[Photo-based point labeling data]
^^^^^^^^^^^^^^^^

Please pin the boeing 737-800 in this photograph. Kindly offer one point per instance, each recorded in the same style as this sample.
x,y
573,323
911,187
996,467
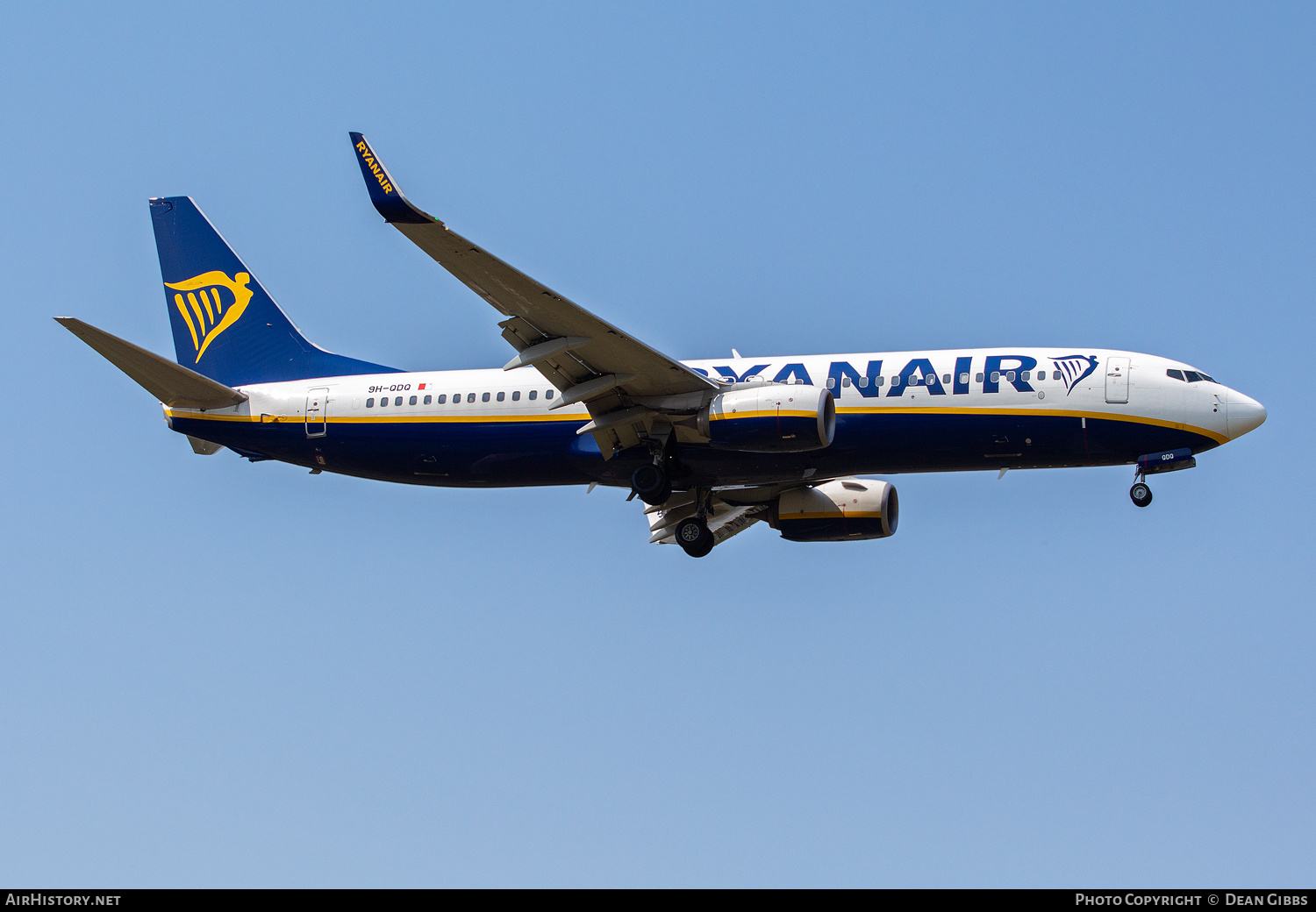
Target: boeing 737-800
x,y
710,446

^^^^^^^^^^^^^^^^

### WHAT IS BEING ASKED
Please rewrite every line of the records above in full, scaling only the answer coordinates by 1.1 and rounding them to whole numbers with halves going up. Leave the pictures out.

### ANSWER TO THE PROBLEM
Please pin the boeing 737-800 in this photograph. Kindly offer one point per instance, each recorded in the same style as this sample.
x,y
573,323
911,187
996,467
Target: boeing 737-800
x,y
781,491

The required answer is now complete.